> [Prompt 1]: Translate this sentence from the gestational diabetes text into Spanish: "Gestational diabetes screening typically happens between 24 and 28 weeks of pregnancy."
> [Prompt 2]: According to the gestational diabetes text, which placental hormones interfere with insulin's ability to move sugar out of the blood?
> [Prompt 3]: Carry on the text about gestational diabetes testing from its last line.

━━━ Text segment

When Do You Get Tested for Gestational Diabetes?

Gestational diabetes screening typically happens between 24 and 28 weeks of pregnancy. If you have certain risk factors, your provider may test you earlier, sometimes at your very first prenatal visit. The timing isn’t arbitrary: it lines up with a shift in how your body handles blood sugar during the second trimester.

Why Testing Happens at 24 to 28 Weeks

Starting around 20 to 24 weeks of pregnancy, the placenta ramps up production of hormones, including estrogen, cortisol, and human placental lactogen, that interfere with insulin’s ability to move sugar out of your blood and into your cells. As the placenta grows through the second and third trimesters, this insulin resistance increases. The 24-to-28-week window catches the point where blood sugar problems become detectable but early enough to manage them before they affect the baby.

Before this window, many women with gestational diabetes would test normal simply because the placental hormones haven’t built up enough to reveal the problem. Testing too late, on the other hand, leaves less time to control blood sugar and reduce complications.

Who Gets Tested Earlier

Some women are screened at their first prenatal appointment or during the first trimester. Your provider will likely recommend early testing if you:

  • Had gestational diabetes in a previous pregnancy
  • Previously delivered a baby weighing over 9 pounds
  • Are overweight
  • Have a family history of type 2 diabetes
  • Have polycystic ovary syndrome (PCOS)

━━━━━━
━━━ Information

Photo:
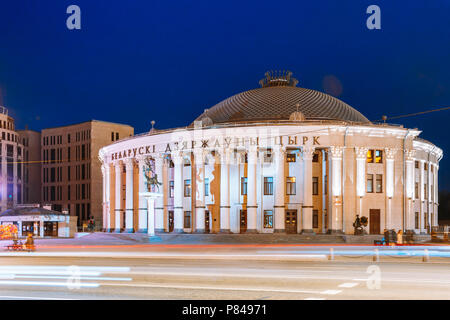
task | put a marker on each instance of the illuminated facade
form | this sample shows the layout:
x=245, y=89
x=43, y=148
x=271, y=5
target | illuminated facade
x=279, y=158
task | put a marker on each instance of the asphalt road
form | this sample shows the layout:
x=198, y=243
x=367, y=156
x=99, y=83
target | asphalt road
x=190, y=274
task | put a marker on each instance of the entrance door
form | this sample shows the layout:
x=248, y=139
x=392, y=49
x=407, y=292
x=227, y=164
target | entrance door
x=50, y=229
x=290, y=222
x=374, y=221
x=170, y=221
x=27, y=228
x=207, y=229
x=243, y=219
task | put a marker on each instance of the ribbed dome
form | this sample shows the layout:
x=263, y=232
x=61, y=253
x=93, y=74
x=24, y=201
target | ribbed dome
x=277, y=100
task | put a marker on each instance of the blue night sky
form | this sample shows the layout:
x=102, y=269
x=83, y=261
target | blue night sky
x=137, y=61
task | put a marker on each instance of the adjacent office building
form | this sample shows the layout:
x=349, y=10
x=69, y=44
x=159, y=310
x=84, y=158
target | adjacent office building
x=71, y=170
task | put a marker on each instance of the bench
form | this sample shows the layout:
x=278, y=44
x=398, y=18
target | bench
x=20, y=247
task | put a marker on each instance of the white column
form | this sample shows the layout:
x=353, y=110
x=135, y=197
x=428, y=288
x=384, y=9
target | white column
x=129, y=165
x=390, y=153
x=199, y=162
x=142, y=228
x=252, y=157
x=280, y=183
x=151, y=216
x=336, y=189
x=178, y=192
x=361, y=158
x=225, y=158
x=118, y=187
x=410, y=219
x=422, y=195
x=307, y=208
x=430, y=197
x=108, y=197
x=159, y=202
x=436, y=191
x=104, y=207
x=15, y=177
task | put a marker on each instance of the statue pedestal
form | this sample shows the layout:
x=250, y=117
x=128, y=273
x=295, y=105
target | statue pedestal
x=151, y=197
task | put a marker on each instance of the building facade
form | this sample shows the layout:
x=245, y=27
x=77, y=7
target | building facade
x=71, y=174
x=279, y=158
x=12, y=154
x=31, y=141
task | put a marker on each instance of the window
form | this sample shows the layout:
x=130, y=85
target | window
x=315, y=157
x=379, y=184
x=268, y=219
x=290, y=185
x=268, y=155
x=417, y=220
x=369, y=183
x=206, y=187
x=268, y=186
x=315, y=186
x=290, y=157
x=187, y=219
x=369, y=156
x=378, y=156
x=416, y=191
x=171, y=186
x=187, y=188
x=315, y=218
x=244, y=186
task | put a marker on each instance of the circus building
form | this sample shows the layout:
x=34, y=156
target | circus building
x=279, y=158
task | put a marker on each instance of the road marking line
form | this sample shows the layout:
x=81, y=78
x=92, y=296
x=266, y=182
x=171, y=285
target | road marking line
x=47, y=284
x=218, y=288
x=437, y=281
x=32, y=298
x=348, y=285
x=331, y=291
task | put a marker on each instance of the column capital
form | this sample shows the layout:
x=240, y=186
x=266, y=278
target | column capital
x=390, y=153
x=409, y=155
x=226, y=155
x=177, y=157
x=141, y=159
x=252, y=155
x=278, y=149
x=199, y=155
x=336, y=152
x=361, y=152
x=117, y=163
x=129, y=162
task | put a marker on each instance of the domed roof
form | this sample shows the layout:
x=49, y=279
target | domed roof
x=277, y=100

━━━━━━

> [Expected answer 1]: La prueba de detección de la diabetes gestacional suele realizarse entre las semanas 24 y 28 del embarazo.

> [Expected answer 2]: Estrogen, cortisol, and human placental lactogen.

> [Expected answer 3]:
  • Are African American, Hispanic or Latino, American Indian, Alaska Native, Native Hawaiian, or Pacific Islander

Early testing sometimes includes a blood test measuring your average blood sugar over the past two to three months (HbA1c). A level of 6.5% or higher suggests you may have had diabetes before becoming pregnant, not gestational diabetes that developed during pregnancy. This distinction matters because pre-existing diabetes requires different management from the start.

If early screening comes back normal, you’ll still be tested again at 24 to 28 weeks, since gestational diabetes can develop later as placental hormone levels climb. A high glucose reading in your urine during any routine prenatal visit can also prompt testing outside the standard window.

What the Tests Involve

Most providers in the United States use a two-step approach. The first step is a one-hour glucose challenge test. You drink a bottle of very sweet liquid containing 50 grams of glucose. You don’t need to fast beforehand, and you can eat normally that day. One hour later, your blood is drawn. If your blood sugar comes back between 130 and 140 mg/dL or higher (the exact cutoff varies by provider), you move on to the second step.

The second step is a three-hour glucose tolerance test. This one requires fasting for 8 hours beforehand, so most people schedule it first thing in the morning. Your blood is drawn once before you drink the glucose solution (this time containing 100 grams), then again at the one-hour, two-hour, and three-hour marks. You can’t eat during the test, though water is fine. A diagnosis of gestational diabetes requires at least two of the four blood draws to come back above specific thresholds: 95 mg/dL fasting, 180 mg/dL at one hour, 155 mg/dL at two hours, or 140 mg/dL at three hours.

Some providers use a one-step approach instead. This involves fasting and then drinking a 75-gram glucose solution, with blood drawn at fasting, one hour, and two hours. It’s shorter but still requires the same fasting preparation.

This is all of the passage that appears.